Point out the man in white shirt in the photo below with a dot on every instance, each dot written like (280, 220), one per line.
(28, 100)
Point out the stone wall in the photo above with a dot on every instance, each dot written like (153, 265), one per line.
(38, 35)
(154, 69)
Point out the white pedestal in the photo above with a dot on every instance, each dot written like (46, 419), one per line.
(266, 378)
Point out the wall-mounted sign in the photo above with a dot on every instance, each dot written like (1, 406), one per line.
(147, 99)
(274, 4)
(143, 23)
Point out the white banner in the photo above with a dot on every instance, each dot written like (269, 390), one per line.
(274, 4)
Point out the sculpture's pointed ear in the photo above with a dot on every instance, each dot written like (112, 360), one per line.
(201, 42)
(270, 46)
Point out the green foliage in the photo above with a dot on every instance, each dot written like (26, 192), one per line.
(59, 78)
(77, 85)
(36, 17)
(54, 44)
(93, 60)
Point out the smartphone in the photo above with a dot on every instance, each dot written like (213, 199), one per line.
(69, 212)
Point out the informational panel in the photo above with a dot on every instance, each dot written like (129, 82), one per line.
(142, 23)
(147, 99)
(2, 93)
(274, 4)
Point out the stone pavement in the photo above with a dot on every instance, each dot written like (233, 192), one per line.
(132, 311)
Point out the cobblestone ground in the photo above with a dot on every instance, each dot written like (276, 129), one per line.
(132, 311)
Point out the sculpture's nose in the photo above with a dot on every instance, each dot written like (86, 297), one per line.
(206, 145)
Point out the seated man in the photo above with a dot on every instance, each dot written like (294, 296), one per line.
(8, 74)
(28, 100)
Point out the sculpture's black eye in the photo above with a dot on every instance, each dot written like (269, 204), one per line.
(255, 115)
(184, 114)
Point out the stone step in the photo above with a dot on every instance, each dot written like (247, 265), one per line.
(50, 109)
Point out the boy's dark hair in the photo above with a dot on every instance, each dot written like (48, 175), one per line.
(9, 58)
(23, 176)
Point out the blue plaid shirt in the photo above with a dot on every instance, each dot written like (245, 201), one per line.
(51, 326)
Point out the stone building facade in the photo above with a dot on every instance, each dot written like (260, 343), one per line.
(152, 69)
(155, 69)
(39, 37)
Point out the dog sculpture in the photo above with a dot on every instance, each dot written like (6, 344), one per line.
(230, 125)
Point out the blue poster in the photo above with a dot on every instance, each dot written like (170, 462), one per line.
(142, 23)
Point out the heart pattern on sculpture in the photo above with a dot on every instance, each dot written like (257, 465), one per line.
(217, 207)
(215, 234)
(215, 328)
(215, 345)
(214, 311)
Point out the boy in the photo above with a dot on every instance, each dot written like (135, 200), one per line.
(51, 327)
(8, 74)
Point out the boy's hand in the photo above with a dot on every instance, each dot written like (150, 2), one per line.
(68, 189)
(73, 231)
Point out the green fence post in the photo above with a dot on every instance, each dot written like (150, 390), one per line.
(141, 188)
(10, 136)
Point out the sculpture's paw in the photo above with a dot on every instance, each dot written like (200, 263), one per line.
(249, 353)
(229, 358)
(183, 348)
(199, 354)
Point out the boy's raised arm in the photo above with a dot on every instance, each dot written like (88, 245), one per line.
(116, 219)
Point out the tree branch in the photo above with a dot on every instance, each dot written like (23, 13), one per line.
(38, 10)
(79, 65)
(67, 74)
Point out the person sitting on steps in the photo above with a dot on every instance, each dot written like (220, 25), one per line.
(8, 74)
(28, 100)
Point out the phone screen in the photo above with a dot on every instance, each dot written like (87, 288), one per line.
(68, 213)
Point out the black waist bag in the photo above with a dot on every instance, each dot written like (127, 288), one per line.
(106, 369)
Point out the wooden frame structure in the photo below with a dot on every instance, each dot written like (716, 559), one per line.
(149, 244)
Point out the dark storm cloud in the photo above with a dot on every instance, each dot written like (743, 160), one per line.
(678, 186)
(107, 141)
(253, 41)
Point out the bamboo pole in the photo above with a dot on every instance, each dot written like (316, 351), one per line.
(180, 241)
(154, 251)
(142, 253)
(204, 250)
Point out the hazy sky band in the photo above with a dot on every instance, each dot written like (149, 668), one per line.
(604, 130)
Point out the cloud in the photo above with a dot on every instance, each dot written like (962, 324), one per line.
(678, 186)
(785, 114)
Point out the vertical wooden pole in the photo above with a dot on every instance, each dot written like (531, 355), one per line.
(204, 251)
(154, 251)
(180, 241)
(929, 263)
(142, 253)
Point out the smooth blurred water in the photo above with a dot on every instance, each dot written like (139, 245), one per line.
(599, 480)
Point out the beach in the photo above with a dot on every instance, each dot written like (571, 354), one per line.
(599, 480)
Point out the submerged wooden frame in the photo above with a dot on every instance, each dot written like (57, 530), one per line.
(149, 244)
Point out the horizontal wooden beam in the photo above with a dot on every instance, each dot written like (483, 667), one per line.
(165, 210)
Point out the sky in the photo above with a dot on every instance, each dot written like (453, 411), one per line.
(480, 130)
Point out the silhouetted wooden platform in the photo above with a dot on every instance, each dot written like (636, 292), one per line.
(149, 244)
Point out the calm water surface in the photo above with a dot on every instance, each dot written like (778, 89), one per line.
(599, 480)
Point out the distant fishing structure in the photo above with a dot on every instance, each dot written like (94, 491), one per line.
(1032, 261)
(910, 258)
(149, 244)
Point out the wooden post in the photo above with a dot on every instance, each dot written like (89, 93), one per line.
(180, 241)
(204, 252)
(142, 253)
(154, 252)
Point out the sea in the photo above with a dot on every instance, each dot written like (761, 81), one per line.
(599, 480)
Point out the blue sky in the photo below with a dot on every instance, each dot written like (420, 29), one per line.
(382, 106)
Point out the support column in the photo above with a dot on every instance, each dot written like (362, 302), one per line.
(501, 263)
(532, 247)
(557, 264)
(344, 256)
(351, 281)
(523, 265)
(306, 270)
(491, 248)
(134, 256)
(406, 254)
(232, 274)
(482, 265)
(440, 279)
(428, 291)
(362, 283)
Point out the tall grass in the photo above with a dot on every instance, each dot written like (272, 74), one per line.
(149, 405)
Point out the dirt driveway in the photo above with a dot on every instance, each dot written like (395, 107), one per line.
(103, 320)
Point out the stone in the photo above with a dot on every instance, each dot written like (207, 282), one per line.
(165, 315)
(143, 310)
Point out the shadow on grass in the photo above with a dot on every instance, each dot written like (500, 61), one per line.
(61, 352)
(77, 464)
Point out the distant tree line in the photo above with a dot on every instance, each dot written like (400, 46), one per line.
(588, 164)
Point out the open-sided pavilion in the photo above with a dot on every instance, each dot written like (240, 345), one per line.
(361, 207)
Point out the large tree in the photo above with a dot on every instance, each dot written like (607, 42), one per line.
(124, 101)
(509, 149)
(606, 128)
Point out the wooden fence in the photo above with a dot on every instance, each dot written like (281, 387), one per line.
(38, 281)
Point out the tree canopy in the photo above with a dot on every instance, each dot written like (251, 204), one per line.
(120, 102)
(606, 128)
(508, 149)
+++
### Your assignment
Each record must be duplicated exactly, with none missing.

### Solution to this task
Point out the man in white shirt in the photo below with a dot on every instance, each dot written like (280, 220), one per line.
(28, 100)
Point out the stone wall in the photo above with a dot on every instance, each dot written like (153, 265), one per line.
(38, 35)
(154, 69)
Point out the white pedestal in the photo above with a dot on every instance, each dot written like (46, 419), one per line.
(266, 378)
Point out the wall-mounted sign in the photo above with a dot on every instance, each dot written like (1, 406), one per line.
(147, 99)
(274, 4)
(143, 23)
Point out the white banner in the photo above with a dot on every instance, each dot written like (269, 390), one per line.
(274, 4)
Point out the sculpture's pointed ear in the photo above with a dot on every instance, each dot written like (112, 360), one per line.
(201, 42)
(270, 46)
Point out the green foliage in the photo above with a dot on every instance, each dot written like (26, 192), one per line.
(59, 78)
(77, 85)
(36, 17)
(54, 44)
(93, 60)
Point out the smartphone in the photo above with a dot on every instance, each dot written like (213, 199), one per line.
(69, 212)
Point out the informational panel in the photo above with a dot on every instance, each dot written like (129, 82), one per line.
(142, 23)
(147, 99)
(2, 93)
(274, 4)
Point out the stone pavement in the photo above with a dot on every instance, each dot written like (233, 192), one per line.
(132, 311)
Point out the cobblestone ground in the photo above with a dot on every instance, each dot written like (276, 129), one per line.
(132, 311)
Point out the sculpture's nose in the photo above with a dot on every instance, each dot written like (86, 297), one per line.
(206, 145)
Point out the seated man in the photo above with a dot on every instance, each dot written like (294, 296), one per line.
(8, 74)
(28, 100)
Point out the sculpture's black eye in the photo above with a dot on every instance, each dot written like (269, 204), one per line.
(255, 115)
(184, 114)
Point out the stone step in the photo above with a dot on every instance, each dot written like (247, 265), one per line.
(50, 109)
Point out the boy's dark hair in the photo above with a dot on every instance, each dot written like (48, 175), one per line.
(9, 58)
(23, 176)
Point out the blue plaid shirt in the photo above with a dot on every instance, each dot written like (245, 201), one per line.
(51, 326)
Point out the stone building facade in the photo above with a dot on every instance, each dot written like (260, 343), one per line.
(152, 69)
(155, 69)
(39, 37)
Point out the dog sculpture in the photo above with a dot on every instance, each dot written like (6, 344), one per line.
(230, 125)
Point out the blue poster in the photo above with a dot on every instance, each dot written like (170, 462), one per line.
(142, 23)
Point out the heart pattern on sculpture in the photo above with a dot on every instance, each dot written like (257, 465), one per line.
(217, 207)
(215, 234)
(215, 328)
(215, 345)
(214, 311)
Point out the boy in the photo above with a dot on every instance, each dot written like (135, 200), one per line.
(51, 327)
(8, 74)
Point out the boy's hand in the photo above with a dot on every instance, each dot written like (150, 2), one per line.
(68, 189)
(73, 231)
Point out the green fence post in the photo above with a dot on every instance, each dot written like (150, 390), one per line.
(141, 188)
(10, 136)
Point out the sculpture's paw in the photo above with a dot on every instance, each dot written like (200, 263), one per line.
(249, 353)
(229, 358)
(183, 348)
(199, 354)
Point out the boy's raised arm in the photo above with a dot on every instance, each dot written like (88, 245), one per line.
(116, 219)
Point out the tree branch in the photo above with a dot on every instance, each dot written like (23, 13), one per line.
(38, 10)
(79, 65)
(67, 74)
Point out the person sitting on steps in the photo above with a dot on every instance, each dot written like (220, 25), one per line.
(8, 74)
(28, 100)
Point out the phone screen in the photo above with a dot on every instance, each dot written like (87, 288), one per line.
(68, 213)
Point out the black waist bag in the photo above with a dot on every instance, each dot written like (127, 288), one per line.
(106, 369)
Point out the wooden frame structure in the photo below with a dot on every instance, each dot written like (716, 559), one per line.
(149, 244)
Point out the dark storm cloud in the photo above with a dot on every instance, each dot written like (743, 160), one per line.
(678, 186)
(107, 141)
(253, 41)
Point out the bamboo pole in the photo above with a dot on every instance, each dot written like (316, 351), one per line.
(180, 241)
(154, 251)
(142, 253)
(204, 250)
Point out the hazy sky band in the photo above with a dot on every instance, each dot written like (149, 668), one per line.
(604, 130)
Point out the cloud in the photo above with a dot on every instance, each dot written like (962, 324), one per line.
(678, 186)
(785, 114)
Point out the vertical wooden pole in the photo above with a dot on every instance, each dot written like (531, 355), one per line.
(204, 251)
(154, 251)
(180, 241)
(929, 263)
(142, 253)
Point out the smooth blurred water in the photo above with a dot on every instance, each dot written like (139, 245), one per line.
(599, 480)
Point out the beach in the photo above with a dot on every instance, each dot written like (571, 354), one per line.
(599, 480)
Point out the submerged wooden frame in the photo above with a dot on every instance, each dot written like (57, 530), one per line.
(149, 244)
Point out the horizontal wooden beam in the photo above with a dot on every instance, each dot written like (483, 667), one per line.
(165, 210)
Point out the sky in the photo above with a dot on every instance, each dot written like (453, 411), one per line.
(480, 130)
Point out the silhouetted wooden platform in the photo above with a dot on every instance, each dot written like (636, 292), one per line.
(149, 244)
Point out the calm water surface in the photo above with a dot on every instance, each dot written like (778, 89), one per line.
(599, 480)
Point out the distant fishing structure in the photo above with a dot on every instance, each dot written like (94, 491), one per line.
(1032, 261)
(910, 258)
(149, 244)
Point out the wooden post in the photo above with a dot on every instance, each dot written like (89, 93), one per line.
(180, 241)
(204, 252)
(142, 253)
(154, 252)
Point out the sea in the photo above with a dot on every instance, each dot written like (761, 81), one per line.
(599, 480)
Point out the blue sky in the photo below with a dot on every instance, each dot written like (420, 29), one per line.
(382, 106)
Point out the support column in the photo above with a dot on every instance, each dot written like (362, 302), one per line.
(501, 263)
(532, 247)
(557, 264)
(344, 256)
(351, 281)
(523, 265)
(306, 270)
(491, 248)
(134, 256)
(406, 254)
(232, 274)
(482, 265)
(440, 279)
(428, 291)
(362, 283)
Point out the tall grass in the photo above with a dot on every instance, each dot written like (272, 74), one per line.
(149, 405)
Point out the dirt driveway in the photo above with a dot on every instance, each dot written like (395, 107), one per line.
(103, 320)
Point out the stone in the photo above with a dot on every instance, each dot written like (207, 282), one per line.
(165, 315)
(143, 310)
Point out the shadow on grass in the photo above with a dot on every instance, each dot written like (500, 61), one per line.
(61, 352)
(77, 464)
Point out the distant tree line in the photo above with a dot on every instance, each dot written like (400, 46), one per line.
(588, 164)
Point out the open-sided pavilion in the photo above with a dot on every instance, each dot written like (240, 345), one per line.
(361, 207)
Point out the large tree in the photo above with a dot on every instance, each dot written like (607, 42), one per line.
(124, 101)
(509, 149)
(606, 128)
Point out the wooden fence in the photo above with a dot on every instance, each dot written like (281, 387), one per line.
(38, 281)
Point out the tree canopy in the photo above with a dot on every instance, each dot written like (251, 204), one per line.
(120, 102)
(606, 128)
(508, 149)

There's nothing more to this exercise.